━━ Given information

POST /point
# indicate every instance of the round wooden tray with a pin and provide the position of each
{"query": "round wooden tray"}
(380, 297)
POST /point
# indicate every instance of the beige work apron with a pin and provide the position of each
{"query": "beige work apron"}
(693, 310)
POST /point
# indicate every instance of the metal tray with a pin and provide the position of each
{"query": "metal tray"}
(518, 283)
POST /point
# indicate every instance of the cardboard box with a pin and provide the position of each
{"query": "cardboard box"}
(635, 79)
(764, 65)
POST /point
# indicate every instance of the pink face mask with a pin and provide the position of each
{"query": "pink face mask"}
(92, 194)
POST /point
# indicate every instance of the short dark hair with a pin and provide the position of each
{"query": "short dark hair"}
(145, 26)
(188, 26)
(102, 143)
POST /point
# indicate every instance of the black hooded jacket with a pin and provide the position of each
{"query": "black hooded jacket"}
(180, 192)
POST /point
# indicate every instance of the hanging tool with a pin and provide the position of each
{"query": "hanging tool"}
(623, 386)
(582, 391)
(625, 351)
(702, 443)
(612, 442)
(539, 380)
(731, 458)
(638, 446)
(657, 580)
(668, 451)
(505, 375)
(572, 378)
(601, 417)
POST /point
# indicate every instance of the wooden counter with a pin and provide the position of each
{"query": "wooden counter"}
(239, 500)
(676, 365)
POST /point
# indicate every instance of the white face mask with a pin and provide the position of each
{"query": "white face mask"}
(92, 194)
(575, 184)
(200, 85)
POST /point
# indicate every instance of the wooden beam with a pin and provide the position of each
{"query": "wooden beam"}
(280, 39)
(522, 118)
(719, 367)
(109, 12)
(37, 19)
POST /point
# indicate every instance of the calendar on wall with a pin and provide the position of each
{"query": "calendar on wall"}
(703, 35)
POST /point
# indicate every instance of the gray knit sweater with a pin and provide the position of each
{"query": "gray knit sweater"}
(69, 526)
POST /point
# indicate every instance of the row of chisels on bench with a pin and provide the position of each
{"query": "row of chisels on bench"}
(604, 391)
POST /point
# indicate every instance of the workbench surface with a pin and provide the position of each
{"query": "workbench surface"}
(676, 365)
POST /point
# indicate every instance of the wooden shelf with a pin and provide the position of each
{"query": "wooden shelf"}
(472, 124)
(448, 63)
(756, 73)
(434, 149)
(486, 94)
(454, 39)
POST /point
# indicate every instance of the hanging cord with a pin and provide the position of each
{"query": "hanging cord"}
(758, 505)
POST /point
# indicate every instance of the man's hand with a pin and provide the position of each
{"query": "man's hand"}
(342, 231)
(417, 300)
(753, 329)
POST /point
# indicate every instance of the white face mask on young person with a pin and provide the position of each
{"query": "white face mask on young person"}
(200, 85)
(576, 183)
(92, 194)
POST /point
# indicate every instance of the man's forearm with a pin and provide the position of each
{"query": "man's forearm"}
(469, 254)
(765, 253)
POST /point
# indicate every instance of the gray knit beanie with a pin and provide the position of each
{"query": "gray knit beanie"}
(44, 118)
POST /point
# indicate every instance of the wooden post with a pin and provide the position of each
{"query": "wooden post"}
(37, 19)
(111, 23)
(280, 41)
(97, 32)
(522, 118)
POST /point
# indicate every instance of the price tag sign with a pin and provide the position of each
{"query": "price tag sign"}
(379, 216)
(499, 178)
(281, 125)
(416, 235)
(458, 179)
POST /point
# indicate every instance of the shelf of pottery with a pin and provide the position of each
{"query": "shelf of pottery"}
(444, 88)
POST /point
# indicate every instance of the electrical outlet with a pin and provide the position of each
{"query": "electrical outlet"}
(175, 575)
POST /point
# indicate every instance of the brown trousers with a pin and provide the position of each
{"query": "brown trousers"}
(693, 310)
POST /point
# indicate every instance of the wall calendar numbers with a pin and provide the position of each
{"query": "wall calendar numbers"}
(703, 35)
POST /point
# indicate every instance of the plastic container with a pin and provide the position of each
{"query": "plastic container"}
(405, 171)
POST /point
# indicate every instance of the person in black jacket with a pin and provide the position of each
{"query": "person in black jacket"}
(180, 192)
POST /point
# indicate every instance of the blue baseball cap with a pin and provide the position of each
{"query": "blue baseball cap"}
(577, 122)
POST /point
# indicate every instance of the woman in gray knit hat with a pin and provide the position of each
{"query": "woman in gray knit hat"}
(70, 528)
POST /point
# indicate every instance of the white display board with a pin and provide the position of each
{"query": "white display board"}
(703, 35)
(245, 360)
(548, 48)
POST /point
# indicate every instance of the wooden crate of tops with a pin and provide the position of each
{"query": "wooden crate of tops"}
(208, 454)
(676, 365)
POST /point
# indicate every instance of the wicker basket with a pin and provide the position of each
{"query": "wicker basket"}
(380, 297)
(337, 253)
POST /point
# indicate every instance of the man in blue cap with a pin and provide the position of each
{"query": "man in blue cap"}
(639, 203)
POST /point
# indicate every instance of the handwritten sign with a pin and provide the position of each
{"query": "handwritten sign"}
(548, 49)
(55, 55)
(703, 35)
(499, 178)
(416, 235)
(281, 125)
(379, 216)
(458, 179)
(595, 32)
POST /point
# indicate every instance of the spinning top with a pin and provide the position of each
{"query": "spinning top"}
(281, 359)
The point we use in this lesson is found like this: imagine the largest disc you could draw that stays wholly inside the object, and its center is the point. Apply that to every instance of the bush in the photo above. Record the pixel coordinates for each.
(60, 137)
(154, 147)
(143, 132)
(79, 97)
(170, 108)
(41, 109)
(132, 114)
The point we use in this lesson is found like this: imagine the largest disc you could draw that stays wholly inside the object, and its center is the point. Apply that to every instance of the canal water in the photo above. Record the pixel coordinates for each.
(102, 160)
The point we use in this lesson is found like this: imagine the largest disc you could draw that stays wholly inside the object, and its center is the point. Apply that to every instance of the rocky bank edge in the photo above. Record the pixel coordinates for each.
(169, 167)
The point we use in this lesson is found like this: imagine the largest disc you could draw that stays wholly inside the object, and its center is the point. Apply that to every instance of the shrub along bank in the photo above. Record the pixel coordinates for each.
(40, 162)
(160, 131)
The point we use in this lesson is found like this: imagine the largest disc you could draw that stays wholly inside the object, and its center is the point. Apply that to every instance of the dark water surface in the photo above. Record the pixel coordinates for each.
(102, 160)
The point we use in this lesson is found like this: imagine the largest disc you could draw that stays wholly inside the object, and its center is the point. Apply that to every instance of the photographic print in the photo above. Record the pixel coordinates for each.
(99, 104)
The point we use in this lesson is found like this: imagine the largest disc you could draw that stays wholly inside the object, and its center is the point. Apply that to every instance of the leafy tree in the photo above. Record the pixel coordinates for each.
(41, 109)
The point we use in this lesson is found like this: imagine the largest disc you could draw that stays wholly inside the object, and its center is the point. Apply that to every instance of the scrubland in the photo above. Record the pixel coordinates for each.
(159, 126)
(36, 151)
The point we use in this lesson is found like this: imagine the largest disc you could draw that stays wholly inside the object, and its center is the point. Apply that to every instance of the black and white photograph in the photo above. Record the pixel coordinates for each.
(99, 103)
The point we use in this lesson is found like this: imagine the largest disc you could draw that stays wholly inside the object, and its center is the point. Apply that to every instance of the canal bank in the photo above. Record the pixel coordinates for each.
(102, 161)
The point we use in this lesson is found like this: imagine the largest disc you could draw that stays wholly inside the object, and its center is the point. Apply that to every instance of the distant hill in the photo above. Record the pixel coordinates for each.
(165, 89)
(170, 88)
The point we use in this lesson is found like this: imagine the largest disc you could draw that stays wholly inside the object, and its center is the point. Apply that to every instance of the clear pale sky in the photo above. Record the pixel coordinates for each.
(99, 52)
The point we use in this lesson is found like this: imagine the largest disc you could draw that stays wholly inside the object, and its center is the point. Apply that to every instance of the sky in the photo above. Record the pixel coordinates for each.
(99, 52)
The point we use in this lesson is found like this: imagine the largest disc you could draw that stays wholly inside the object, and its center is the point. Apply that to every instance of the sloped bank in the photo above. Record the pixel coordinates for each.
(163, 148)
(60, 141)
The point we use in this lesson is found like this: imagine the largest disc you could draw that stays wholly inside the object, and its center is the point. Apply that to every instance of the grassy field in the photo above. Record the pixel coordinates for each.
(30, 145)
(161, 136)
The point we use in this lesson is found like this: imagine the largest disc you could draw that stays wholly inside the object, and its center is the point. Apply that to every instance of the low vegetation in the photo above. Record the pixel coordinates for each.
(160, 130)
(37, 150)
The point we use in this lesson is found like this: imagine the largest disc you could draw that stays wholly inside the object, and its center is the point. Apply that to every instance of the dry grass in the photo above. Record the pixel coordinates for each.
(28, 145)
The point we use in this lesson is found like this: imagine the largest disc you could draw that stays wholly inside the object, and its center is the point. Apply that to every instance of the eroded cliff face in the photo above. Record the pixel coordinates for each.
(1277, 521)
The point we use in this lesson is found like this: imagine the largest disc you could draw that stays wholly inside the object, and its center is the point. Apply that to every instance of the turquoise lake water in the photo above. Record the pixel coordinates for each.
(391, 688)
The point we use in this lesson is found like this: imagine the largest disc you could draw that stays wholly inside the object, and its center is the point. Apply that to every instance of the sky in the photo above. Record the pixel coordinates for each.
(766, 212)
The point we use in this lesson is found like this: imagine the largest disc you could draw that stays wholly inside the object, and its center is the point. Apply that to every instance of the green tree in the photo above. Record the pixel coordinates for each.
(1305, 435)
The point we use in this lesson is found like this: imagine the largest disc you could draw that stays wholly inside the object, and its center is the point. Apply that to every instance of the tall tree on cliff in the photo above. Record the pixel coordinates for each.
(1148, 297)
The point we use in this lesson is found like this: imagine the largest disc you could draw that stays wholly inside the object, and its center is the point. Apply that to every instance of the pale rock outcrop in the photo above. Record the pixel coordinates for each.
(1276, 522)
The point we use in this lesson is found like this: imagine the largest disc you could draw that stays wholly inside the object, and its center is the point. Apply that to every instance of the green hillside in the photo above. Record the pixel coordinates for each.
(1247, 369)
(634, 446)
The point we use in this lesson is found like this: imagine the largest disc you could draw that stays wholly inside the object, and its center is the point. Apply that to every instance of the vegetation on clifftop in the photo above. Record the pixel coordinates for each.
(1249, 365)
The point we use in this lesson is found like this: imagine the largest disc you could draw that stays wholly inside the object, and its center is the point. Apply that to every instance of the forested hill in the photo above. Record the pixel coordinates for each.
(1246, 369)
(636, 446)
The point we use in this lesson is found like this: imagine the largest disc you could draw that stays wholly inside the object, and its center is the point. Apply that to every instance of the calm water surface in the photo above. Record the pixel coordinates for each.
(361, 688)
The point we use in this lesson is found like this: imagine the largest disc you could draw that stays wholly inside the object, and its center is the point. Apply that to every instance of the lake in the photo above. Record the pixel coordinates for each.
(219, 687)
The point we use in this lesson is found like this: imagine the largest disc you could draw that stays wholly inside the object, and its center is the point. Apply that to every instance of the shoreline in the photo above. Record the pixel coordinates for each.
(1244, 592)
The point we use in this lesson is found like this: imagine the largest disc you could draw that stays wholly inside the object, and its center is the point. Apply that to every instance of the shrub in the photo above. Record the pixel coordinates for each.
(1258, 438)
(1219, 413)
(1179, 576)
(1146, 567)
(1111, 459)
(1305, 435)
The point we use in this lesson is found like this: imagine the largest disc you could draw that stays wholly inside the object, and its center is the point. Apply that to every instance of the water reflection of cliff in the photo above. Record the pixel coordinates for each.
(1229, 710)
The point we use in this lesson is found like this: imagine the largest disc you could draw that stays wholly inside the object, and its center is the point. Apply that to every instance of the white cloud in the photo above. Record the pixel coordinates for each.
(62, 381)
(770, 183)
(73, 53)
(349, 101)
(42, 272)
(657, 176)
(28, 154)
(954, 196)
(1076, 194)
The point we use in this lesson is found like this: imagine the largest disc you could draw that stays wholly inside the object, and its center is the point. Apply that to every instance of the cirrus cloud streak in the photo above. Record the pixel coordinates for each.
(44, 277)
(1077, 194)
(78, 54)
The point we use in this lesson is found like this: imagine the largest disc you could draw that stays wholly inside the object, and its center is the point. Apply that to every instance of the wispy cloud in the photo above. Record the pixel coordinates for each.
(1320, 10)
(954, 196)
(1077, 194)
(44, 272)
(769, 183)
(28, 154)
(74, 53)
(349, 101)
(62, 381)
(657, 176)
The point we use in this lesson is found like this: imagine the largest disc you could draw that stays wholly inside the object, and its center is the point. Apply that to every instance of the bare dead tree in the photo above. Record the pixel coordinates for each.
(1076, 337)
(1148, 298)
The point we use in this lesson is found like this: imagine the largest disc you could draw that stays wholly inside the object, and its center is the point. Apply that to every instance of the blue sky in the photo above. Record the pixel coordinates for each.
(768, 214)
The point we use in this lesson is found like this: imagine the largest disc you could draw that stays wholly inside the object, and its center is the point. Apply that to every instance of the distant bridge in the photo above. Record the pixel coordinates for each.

━━━━

Reproduce verbatim the records from the line containing "of the water" through the last line of the records, both ends inclusive.

The point we use in this lesson is found like this: imagine the largest disc you could draw that stays wholly inside the object, and its center is the point. Apply that to every instance of the water reflection of cliff in the photo above. Record the pixel coordinates for each.
(1229, 710)
The point we use in this lesson is found like this: imagine the largest disc you could draw that stays wholly inside the object, and its center is the point. Apply that to every instance of the white cloud in the photo above. Record the pixel coordinates for each.
(62, 381)
(770, 183)
(73, 53)
(349, 101)
(42, 272)
(657, 176)
(28, 154)
(954, 196)
(1076, 194)
The point we use in this lesson is found like this: imagine the largest disc you could draw that stays wholly inside the object, and its center is the point. Apply that to every instance of the cirrus cloud streak in the photo above. Record the pixel coordinates for each.
(44, 277)
(1077, 194)
(78, 54)
The point we use in this lesson is found like this: imagine the largest disc you could draw that stays wholly inside the object, and its center is the point. Apply that to every instance of the wispy cloud in the photo above. Record the pixel coordinates for each.
(1320, 10)
(954, 196)
(1077, 194)
(44, 272)
(769, 183)
(28, 154)
(74, 53)
(349, 101)
(62, 381)
(657, 176)
The point we use in this lesson is found like this: imagine the largest disc you could draw that stays wholly inside the object, and its center is the point. Apply that to every instance of the bare dead tree in the photo above. Record the pixel coordinates for each.
(1076, 337)
(1148, 298)
The point we use in this lesson is found like this: imagine the largest disc you could draw that stays wholly inside the object, and its center is the point. Apply that to every instance of the blue sky in the photo above. Record the pixel coordinates for each.
(768, 214)
The point we use in this lesson is found like this: imagine the largest disc you could draw that stays wholly inside the object, and its center is the point. Apply that to every instance of the distant bridge in the photo above. Record the pixel coordinates for each.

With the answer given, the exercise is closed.